### TEXT PASSAGE
_ _ _ _ _ _ _
This is based on another question on this site: What's the best way to download file using urllib3 However, I cannot comment there so I ask another question:
How to download a (larger) file with urllib3?
I tried to use the same code that works with urllib2 (Download file from web in Python 3), but it fails with urllib3:
http = urllib3.PoolManager()
with http.request('GET', url) as r, open(path, 'wb') as out_file:
#shutil.copyfileobj(r.data, out_file) # this writes a zero file
shutil.copyfileobj(r.data, out_file)
This says that 'bytes' object has no attribute 'read'
I then tried to use the code in that question but it gets stuck in an infinite loop because data is always '0':
http = urllib3.PoolManager()
r = http.request('GET', url)
with open(path, 'wb') as out:
while True:
data = r.read(4096)
if data is None:
break
out.write(data)
r.release_conn()
However, if I read everything in memory, the file gets downloaded correctly:
http = urllib3.PoolManager()
r = http.request('GET', url)
with open(path, 'wb') as out:
out.write(data)
I do not want to do this, as I might potentially download very large files. It is unfortunate that the urllib documentation does not cover the best practice in this topic.
(Also, please do not suggest requests or urllib2, because they are not flexible enough when it comes to self-signed certificates.)
preload_content
is not that well documented. – Stenson
_ _ _ _ _ _ _
### INFORMATION PROVIDED
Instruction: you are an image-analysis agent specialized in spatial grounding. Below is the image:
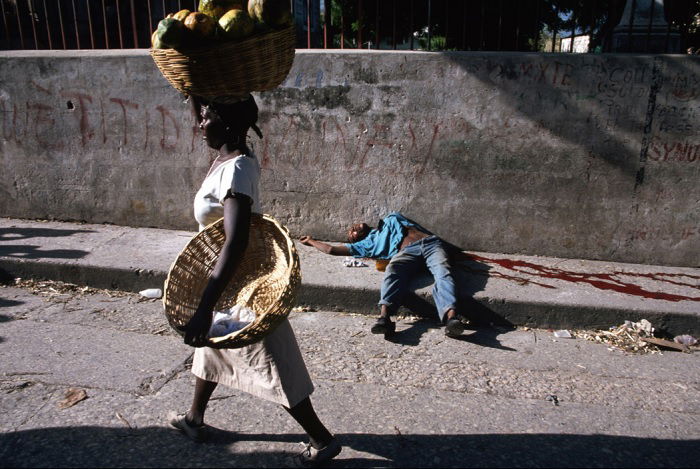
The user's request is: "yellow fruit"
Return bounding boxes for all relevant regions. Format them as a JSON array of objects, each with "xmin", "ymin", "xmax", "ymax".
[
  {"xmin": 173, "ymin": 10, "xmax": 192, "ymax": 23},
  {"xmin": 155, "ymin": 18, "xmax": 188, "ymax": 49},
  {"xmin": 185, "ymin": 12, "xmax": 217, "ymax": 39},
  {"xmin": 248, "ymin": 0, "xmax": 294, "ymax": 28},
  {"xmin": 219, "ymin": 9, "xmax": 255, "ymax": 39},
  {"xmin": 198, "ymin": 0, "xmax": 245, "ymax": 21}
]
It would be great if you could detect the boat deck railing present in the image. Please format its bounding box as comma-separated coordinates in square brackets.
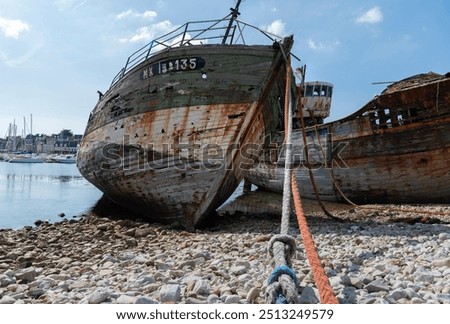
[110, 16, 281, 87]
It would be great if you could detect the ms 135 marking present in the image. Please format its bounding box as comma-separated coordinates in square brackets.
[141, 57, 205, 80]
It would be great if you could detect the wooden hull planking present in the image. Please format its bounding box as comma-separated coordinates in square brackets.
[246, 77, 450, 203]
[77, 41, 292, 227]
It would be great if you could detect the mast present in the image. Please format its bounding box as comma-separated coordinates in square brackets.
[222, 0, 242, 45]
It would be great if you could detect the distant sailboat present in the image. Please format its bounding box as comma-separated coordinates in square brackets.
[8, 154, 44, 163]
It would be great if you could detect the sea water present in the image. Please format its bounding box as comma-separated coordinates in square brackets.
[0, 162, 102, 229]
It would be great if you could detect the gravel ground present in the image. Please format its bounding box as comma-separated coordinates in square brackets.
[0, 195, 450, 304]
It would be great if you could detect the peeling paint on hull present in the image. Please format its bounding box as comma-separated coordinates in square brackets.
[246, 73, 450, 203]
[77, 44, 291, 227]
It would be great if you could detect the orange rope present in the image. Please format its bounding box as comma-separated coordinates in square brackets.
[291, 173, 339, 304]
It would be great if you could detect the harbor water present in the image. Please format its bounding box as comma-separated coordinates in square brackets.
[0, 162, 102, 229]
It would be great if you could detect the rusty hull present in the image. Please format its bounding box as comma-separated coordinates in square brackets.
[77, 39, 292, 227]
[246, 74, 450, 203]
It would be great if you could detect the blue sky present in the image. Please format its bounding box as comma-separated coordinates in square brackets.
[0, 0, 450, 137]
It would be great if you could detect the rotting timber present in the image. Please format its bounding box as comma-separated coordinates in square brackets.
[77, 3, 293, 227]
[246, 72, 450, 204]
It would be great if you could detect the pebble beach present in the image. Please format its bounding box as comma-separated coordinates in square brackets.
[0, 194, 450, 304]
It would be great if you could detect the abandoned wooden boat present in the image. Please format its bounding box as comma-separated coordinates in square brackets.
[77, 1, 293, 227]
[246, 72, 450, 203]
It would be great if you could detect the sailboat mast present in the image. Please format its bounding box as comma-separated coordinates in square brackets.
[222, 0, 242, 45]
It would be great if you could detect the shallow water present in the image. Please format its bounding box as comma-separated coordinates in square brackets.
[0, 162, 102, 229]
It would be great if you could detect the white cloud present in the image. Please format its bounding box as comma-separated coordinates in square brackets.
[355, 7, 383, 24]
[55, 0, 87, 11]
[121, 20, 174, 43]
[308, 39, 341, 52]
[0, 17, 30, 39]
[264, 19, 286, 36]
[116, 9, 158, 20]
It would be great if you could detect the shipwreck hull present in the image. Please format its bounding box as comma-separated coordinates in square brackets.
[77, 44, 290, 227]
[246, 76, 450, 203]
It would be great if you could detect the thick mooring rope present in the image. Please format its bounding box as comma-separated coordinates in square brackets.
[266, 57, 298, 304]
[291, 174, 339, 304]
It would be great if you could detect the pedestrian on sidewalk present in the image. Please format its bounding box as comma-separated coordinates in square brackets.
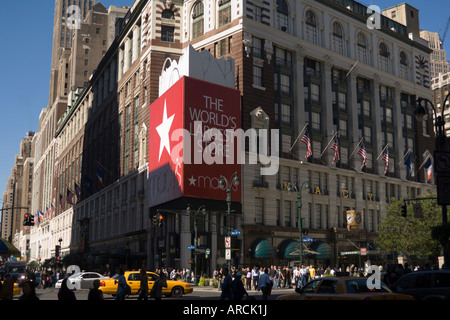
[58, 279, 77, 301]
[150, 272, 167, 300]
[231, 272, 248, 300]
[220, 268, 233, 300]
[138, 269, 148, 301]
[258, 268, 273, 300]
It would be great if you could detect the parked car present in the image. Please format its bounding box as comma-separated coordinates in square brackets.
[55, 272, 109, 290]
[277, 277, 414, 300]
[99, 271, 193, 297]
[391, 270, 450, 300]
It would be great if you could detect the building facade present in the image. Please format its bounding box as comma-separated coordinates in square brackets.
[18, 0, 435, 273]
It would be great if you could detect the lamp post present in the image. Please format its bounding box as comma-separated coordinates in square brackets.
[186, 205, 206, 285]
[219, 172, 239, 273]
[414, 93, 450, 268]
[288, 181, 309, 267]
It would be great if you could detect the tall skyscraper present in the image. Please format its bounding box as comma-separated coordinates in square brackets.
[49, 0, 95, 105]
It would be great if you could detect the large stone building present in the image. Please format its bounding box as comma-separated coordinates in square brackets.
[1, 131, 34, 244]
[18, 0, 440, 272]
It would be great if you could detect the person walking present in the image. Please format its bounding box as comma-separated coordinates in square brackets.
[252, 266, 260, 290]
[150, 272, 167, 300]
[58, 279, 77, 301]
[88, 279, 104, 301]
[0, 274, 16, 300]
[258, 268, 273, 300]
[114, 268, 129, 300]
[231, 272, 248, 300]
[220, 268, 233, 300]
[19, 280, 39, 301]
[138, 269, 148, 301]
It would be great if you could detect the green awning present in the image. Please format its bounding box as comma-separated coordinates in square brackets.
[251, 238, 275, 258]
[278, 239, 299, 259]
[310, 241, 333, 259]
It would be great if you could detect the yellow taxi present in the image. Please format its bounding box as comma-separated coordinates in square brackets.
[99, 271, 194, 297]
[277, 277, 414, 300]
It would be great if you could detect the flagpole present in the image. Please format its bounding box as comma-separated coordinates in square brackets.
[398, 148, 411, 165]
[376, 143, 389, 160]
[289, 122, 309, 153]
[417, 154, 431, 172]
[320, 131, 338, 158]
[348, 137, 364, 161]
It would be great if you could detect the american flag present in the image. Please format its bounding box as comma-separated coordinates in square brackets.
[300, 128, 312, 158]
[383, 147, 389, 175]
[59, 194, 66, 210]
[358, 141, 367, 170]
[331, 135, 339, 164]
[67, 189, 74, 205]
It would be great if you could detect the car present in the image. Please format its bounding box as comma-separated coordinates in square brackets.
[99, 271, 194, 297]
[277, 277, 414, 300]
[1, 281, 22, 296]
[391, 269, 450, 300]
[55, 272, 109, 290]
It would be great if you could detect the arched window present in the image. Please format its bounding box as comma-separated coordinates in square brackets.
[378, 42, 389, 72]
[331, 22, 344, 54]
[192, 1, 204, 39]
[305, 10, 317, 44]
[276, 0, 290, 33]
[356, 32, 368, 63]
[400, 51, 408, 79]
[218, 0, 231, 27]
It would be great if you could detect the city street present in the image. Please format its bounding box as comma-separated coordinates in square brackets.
_ _ _ _ _ _ _
### TASK
Please say whether each statement agrees with the urllib3 download thread above, answering yes or no and quoting the deciding words of the thread. (a) The writer could not comment on the earlier question about downloading with urllib3. (b) Reading everything into memory kept the file from downloading correctly. (c) The writer is open to suggestions to use requests instead.

### RESULT OF THE TASK
(a) Yes: "I cannot comment there so I ask another question"
(b) No: "if I read everything in memory, the file gets downloaded correctly"
(c) No: "please do not suggest requests or urllib2"